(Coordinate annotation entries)
>> Start
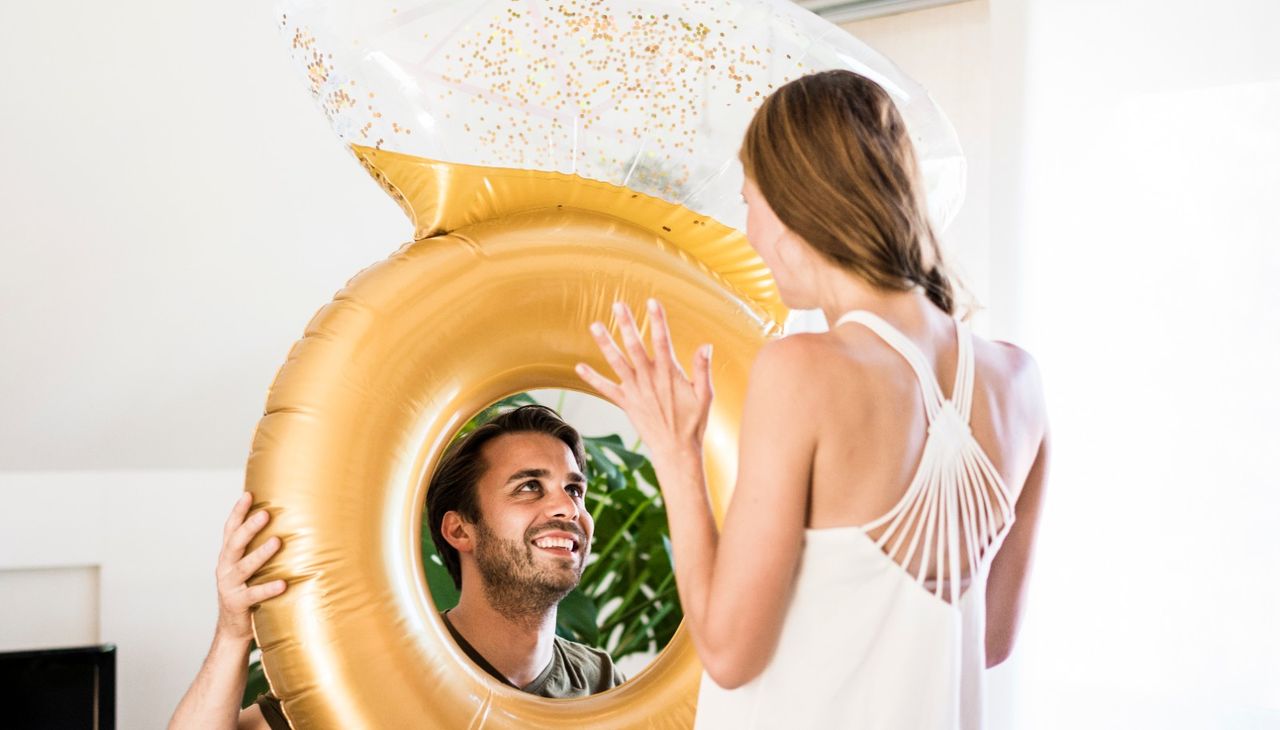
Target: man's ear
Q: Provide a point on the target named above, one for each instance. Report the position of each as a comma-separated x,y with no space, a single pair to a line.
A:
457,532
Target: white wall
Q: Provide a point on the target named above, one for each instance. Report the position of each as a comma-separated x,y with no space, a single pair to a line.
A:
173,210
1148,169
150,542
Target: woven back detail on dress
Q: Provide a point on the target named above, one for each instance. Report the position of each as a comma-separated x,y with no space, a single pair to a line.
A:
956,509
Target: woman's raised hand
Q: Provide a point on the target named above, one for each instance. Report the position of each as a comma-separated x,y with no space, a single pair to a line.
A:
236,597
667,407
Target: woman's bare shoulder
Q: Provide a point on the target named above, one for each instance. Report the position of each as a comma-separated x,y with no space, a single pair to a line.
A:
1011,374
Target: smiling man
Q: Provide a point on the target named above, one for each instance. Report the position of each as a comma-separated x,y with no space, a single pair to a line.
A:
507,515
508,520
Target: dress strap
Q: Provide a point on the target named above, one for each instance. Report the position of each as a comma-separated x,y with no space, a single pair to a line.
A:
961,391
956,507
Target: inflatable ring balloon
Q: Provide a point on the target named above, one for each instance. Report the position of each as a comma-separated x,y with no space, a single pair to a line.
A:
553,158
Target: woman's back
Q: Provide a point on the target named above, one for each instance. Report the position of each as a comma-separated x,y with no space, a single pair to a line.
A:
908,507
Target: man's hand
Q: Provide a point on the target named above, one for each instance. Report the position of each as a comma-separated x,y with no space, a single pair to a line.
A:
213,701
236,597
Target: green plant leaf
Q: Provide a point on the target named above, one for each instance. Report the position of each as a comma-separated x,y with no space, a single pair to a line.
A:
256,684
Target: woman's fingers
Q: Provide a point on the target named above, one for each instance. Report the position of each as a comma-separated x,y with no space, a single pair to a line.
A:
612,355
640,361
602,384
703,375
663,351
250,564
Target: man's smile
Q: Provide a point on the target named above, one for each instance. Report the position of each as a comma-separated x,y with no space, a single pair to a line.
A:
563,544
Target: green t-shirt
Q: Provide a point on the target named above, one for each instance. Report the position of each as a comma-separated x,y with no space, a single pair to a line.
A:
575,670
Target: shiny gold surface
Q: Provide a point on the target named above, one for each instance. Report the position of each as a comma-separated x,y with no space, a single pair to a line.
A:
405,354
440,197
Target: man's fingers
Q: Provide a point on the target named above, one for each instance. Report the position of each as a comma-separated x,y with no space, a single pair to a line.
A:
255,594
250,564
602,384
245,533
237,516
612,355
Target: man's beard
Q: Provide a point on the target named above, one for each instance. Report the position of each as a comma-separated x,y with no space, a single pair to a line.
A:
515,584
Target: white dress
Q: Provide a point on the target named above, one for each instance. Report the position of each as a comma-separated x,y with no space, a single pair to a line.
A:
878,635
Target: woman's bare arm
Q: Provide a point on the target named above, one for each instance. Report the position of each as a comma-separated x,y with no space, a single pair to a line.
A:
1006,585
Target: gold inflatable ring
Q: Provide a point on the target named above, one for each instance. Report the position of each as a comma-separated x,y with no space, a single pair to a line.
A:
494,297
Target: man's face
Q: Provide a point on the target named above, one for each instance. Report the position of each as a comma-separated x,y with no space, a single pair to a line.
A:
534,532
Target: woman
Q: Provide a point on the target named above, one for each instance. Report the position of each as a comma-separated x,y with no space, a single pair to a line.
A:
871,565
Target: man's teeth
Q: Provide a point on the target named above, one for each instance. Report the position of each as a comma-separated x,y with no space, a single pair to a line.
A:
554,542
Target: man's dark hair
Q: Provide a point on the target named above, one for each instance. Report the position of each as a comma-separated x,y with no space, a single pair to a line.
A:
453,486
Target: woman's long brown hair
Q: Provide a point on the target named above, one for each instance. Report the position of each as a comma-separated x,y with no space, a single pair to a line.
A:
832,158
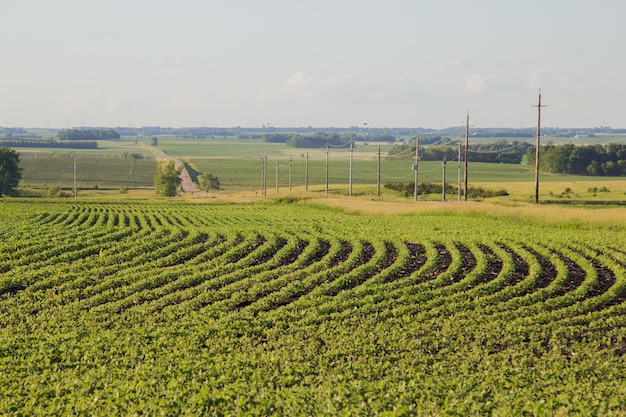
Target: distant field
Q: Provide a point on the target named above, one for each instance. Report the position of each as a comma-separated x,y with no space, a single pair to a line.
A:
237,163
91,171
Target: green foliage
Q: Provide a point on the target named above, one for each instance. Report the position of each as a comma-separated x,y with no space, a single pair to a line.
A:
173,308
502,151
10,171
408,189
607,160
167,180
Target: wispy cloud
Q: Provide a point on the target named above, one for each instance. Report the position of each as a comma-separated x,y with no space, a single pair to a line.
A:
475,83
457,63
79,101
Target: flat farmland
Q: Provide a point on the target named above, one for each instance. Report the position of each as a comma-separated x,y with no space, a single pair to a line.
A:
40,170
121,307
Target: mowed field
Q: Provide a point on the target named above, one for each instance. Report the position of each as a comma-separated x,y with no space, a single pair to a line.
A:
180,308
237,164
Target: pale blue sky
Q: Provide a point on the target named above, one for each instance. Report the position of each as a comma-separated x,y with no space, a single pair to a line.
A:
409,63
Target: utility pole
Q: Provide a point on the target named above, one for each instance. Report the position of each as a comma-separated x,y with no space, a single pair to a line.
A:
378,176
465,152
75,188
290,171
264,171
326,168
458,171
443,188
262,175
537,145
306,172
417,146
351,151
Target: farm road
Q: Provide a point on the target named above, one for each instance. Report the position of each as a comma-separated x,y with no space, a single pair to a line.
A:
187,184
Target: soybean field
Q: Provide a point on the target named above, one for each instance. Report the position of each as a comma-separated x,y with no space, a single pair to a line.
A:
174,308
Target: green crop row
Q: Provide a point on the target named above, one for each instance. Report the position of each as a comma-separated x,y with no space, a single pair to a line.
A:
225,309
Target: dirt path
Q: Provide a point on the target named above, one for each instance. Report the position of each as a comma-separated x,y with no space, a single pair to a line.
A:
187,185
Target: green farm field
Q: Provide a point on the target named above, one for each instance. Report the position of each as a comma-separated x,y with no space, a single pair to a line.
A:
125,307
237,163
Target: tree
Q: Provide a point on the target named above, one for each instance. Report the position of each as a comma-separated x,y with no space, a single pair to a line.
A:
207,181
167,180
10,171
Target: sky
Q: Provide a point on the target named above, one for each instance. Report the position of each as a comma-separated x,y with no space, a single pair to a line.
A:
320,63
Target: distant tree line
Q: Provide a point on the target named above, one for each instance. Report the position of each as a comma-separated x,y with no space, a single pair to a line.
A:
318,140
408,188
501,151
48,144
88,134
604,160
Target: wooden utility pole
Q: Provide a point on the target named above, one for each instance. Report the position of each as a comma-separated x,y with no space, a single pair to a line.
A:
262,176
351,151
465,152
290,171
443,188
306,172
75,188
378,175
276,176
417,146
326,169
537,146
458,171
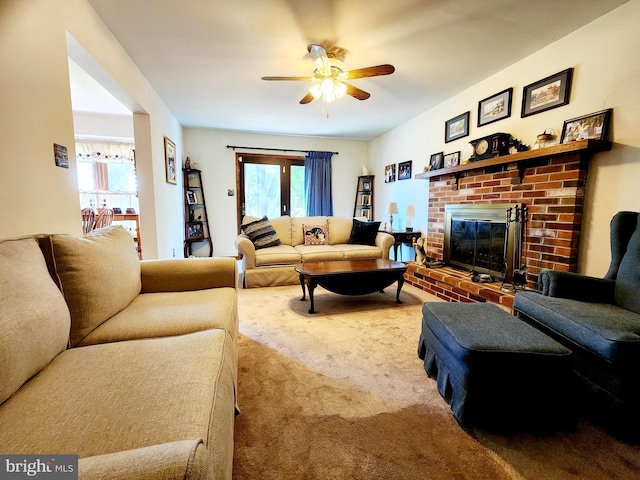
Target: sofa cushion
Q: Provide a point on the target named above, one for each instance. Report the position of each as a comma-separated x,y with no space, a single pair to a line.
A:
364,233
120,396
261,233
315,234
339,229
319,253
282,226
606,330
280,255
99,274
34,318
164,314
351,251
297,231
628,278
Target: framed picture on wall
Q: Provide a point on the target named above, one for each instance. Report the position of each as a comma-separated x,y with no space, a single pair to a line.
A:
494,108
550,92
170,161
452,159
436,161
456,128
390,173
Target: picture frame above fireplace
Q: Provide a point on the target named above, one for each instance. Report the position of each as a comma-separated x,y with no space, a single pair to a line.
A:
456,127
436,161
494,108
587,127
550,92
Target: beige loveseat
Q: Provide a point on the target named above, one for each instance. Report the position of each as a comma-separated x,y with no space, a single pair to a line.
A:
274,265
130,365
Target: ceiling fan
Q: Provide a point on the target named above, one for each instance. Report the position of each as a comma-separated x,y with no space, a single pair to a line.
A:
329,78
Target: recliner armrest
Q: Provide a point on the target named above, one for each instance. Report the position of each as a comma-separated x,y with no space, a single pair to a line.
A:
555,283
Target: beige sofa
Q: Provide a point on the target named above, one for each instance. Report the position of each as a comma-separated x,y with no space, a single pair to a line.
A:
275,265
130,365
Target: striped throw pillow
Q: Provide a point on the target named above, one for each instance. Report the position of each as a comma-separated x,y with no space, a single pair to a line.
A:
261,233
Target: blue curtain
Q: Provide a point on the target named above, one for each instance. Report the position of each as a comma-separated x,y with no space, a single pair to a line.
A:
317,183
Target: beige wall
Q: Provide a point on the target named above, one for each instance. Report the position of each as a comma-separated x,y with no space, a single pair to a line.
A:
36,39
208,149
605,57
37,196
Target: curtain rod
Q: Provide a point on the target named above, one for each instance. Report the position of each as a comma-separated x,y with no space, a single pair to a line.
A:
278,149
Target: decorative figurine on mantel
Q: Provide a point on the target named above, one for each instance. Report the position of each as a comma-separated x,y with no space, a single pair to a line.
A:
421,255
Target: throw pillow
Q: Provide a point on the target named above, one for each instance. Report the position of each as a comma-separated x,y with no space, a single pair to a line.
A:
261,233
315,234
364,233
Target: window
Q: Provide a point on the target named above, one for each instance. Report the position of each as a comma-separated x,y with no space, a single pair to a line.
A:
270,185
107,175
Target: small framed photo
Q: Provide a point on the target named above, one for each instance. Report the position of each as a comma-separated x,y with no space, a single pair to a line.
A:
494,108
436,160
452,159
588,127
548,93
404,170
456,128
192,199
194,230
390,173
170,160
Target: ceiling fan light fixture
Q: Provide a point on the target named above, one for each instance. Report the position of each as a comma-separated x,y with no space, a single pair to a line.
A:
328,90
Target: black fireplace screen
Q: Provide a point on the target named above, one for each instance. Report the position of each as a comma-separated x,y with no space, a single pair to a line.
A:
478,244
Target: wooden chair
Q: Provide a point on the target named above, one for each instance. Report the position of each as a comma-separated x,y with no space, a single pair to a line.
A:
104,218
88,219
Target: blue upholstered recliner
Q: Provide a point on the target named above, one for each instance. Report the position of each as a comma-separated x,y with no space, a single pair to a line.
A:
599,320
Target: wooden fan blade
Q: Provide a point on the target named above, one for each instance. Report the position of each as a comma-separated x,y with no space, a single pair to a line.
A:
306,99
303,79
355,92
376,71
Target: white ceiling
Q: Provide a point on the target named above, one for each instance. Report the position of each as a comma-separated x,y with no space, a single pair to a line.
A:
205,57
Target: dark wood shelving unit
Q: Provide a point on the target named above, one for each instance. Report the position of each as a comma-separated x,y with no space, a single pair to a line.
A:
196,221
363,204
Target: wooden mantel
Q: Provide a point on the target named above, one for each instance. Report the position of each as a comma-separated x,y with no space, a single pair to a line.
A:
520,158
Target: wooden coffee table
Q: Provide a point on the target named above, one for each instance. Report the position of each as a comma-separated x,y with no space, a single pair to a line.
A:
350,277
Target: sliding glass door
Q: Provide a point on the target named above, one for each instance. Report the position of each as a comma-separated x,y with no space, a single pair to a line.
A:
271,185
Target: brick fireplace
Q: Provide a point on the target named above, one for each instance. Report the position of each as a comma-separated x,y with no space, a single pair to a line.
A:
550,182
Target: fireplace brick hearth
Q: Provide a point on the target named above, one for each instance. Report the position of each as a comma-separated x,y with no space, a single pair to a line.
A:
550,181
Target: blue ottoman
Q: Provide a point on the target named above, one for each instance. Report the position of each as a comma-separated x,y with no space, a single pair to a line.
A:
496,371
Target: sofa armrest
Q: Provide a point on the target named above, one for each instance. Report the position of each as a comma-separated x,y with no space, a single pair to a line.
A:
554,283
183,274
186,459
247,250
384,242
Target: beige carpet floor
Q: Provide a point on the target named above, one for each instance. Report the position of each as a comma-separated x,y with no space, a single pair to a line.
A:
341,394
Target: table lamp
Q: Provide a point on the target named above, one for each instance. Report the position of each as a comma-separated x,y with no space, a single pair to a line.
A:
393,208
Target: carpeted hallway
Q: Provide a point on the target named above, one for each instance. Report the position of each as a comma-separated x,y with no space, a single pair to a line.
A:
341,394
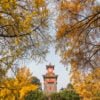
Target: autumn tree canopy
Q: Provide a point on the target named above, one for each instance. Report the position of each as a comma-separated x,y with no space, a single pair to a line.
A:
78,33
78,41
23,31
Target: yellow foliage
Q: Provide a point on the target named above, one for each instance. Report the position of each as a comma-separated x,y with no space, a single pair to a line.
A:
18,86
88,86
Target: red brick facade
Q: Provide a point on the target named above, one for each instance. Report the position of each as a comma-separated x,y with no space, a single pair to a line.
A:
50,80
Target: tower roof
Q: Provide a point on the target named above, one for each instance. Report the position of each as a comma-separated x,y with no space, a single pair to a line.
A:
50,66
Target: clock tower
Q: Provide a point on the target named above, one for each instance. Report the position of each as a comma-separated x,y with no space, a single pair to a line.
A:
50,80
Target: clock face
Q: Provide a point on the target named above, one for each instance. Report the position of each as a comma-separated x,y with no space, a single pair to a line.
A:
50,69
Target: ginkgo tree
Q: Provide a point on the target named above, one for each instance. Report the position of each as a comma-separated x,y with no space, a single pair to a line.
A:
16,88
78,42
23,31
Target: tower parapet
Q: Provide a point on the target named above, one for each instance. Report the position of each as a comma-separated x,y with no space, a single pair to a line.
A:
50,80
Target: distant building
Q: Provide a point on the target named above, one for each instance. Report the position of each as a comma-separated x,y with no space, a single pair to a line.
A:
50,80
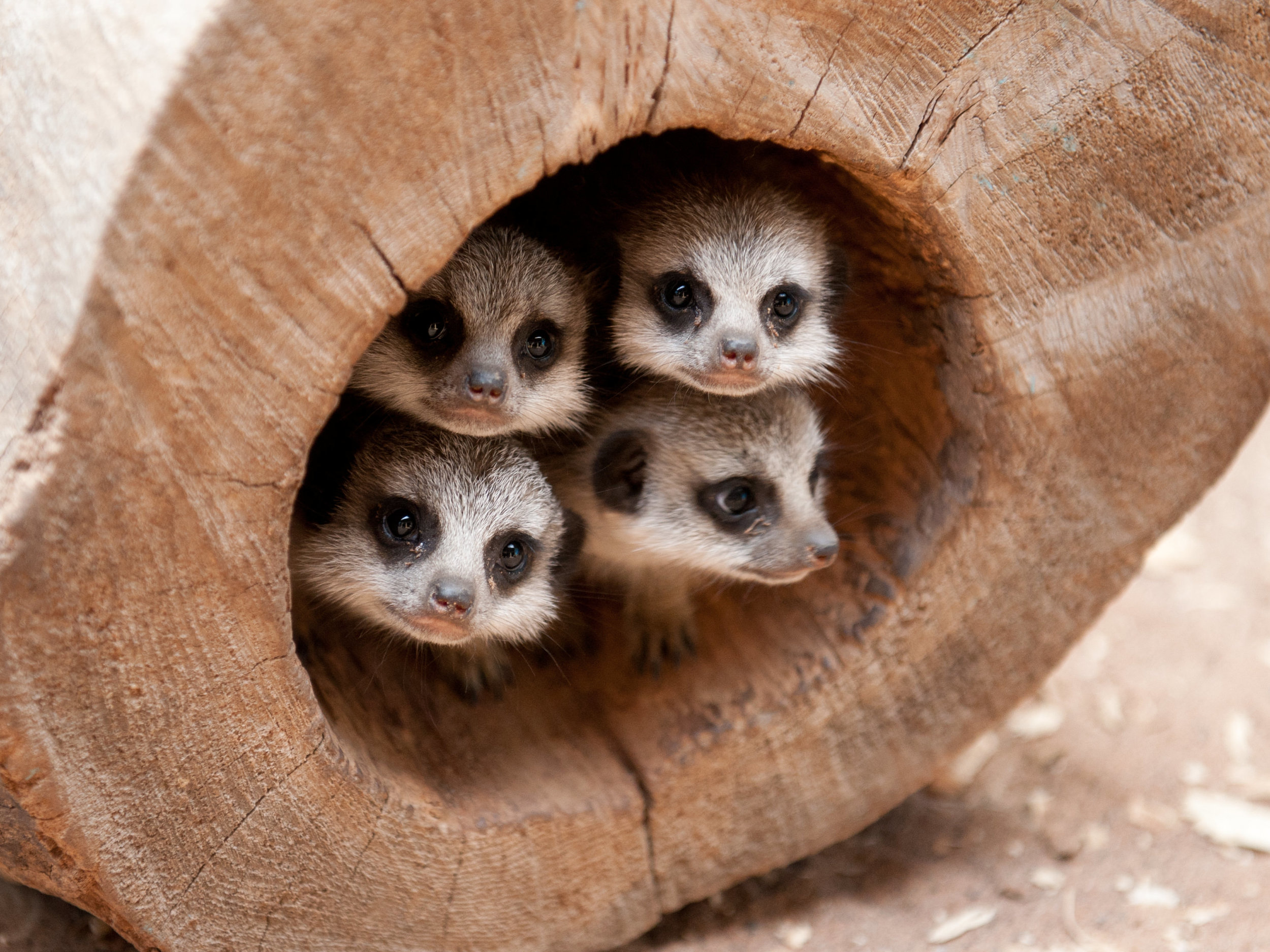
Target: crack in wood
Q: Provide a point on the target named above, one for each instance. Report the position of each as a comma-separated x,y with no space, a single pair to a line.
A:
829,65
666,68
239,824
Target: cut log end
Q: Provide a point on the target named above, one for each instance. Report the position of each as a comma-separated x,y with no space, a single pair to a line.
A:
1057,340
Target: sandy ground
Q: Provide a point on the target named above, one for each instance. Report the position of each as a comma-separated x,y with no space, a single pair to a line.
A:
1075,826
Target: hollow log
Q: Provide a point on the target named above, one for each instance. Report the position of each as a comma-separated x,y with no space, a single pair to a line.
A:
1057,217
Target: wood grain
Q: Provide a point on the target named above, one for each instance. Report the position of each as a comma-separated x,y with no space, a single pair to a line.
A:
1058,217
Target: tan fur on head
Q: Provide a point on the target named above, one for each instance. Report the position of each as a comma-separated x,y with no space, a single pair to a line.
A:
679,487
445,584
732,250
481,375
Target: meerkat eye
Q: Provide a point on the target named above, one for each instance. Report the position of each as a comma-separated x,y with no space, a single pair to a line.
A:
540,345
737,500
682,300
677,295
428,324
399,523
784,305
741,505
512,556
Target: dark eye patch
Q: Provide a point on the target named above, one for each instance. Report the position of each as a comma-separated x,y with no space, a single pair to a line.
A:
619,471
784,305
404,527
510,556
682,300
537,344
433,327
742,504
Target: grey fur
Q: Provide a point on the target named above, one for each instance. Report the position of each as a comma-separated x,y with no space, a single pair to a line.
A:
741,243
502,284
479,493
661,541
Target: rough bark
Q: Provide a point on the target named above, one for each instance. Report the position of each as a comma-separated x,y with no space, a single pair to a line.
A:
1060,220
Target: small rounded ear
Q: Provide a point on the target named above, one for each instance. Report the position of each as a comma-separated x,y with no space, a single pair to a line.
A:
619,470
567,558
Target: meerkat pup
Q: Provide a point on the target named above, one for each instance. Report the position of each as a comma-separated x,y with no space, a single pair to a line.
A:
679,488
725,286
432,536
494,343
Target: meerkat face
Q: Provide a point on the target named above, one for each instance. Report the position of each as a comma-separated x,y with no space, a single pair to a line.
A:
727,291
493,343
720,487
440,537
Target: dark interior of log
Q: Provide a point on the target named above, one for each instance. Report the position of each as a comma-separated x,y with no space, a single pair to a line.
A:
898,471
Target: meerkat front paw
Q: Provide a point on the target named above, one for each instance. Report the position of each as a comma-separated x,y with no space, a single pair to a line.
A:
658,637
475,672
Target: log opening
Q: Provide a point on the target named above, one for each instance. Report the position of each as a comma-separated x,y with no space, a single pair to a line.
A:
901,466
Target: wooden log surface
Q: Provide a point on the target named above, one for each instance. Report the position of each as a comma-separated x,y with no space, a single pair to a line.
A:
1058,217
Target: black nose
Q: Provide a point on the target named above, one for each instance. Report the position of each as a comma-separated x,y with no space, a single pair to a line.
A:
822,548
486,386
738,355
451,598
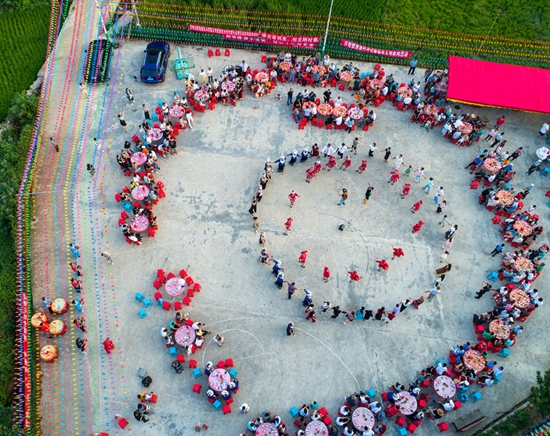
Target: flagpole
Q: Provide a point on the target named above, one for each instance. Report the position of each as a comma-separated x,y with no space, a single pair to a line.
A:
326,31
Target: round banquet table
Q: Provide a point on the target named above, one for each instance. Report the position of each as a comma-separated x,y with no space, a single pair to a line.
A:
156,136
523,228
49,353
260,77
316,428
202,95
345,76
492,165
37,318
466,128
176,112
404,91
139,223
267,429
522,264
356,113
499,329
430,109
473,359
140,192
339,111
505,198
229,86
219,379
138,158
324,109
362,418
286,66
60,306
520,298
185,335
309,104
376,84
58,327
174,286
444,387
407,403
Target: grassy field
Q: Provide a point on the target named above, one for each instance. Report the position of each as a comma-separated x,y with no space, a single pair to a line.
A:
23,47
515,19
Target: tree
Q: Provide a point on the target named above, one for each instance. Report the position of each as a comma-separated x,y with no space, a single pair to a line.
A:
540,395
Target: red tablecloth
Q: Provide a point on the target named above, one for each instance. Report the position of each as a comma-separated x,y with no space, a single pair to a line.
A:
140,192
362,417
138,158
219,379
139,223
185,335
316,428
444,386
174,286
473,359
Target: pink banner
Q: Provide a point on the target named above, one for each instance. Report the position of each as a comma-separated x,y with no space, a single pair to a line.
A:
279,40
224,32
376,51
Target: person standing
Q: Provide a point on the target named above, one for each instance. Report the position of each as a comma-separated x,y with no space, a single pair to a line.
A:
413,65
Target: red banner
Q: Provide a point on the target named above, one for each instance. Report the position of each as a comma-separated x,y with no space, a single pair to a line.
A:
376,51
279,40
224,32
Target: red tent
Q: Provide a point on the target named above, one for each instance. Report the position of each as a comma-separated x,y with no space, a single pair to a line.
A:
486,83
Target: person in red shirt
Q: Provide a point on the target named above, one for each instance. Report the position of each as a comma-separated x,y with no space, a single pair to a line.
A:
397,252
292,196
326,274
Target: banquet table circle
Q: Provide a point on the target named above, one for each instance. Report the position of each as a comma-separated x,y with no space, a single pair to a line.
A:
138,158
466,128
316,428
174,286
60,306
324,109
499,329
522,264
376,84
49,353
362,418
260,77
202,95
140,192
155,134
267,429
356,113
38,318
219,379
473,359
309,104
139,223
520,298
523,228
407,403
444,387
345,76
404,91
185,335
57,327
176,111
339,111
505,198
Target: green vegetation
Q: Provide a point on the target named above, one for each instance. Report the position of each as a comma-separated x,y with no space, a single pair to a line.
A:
>> End
Starting at the line that contains "Target: person standing", write out every line to the end of the entries, exactly as given.

Target: person standing
Q: Provide a point on the target named above, one for each instance. Report the position of each as a comma-separated x,y with no space, a single pair to a line.
A:
413,65
Target: red banner
Q: Provide a point on the target named above, one for each instance. Report the position of each as a comma-separated x,y with no space, a single pair to a line.
A:
376,51
279,40
224,32
Target: red tent
Q: Provide a point on the target named above, one for each instance. Report the position of each as a comma-separated x,y with no space, a single pair to a line.
A:
486,83
Target: person in red shirt
Q: Provide a point on the target named above, one for each instance. Report the position of each as a comma-separated x,y with no space, a single pair to a line.
A:
397,252
292,196
326,274
Target: banquet table circle
Q: Provide a point on the target named above, one for each instance. Report the position of each as a comma-separated x,y with no space, a single pair to a line.
A:
138,158
466,128
316,428
174,286
60,306
324,109
499,329
522,264
376,84
49,353
362,418
260,77
202,95
140,192
155,134
267,429
356,113
38,318
219,379
473,359
309,104
139,223
520,298
523,228
407,403
444,387
345,76
404,91
185,335
57,327
176,111
339,111
505,198
Target: green vegetation
Q: Provide a point on the target named above, one for each instance. Report the position of each as a comma-separated x,y with no space, a single pair to a line.
A:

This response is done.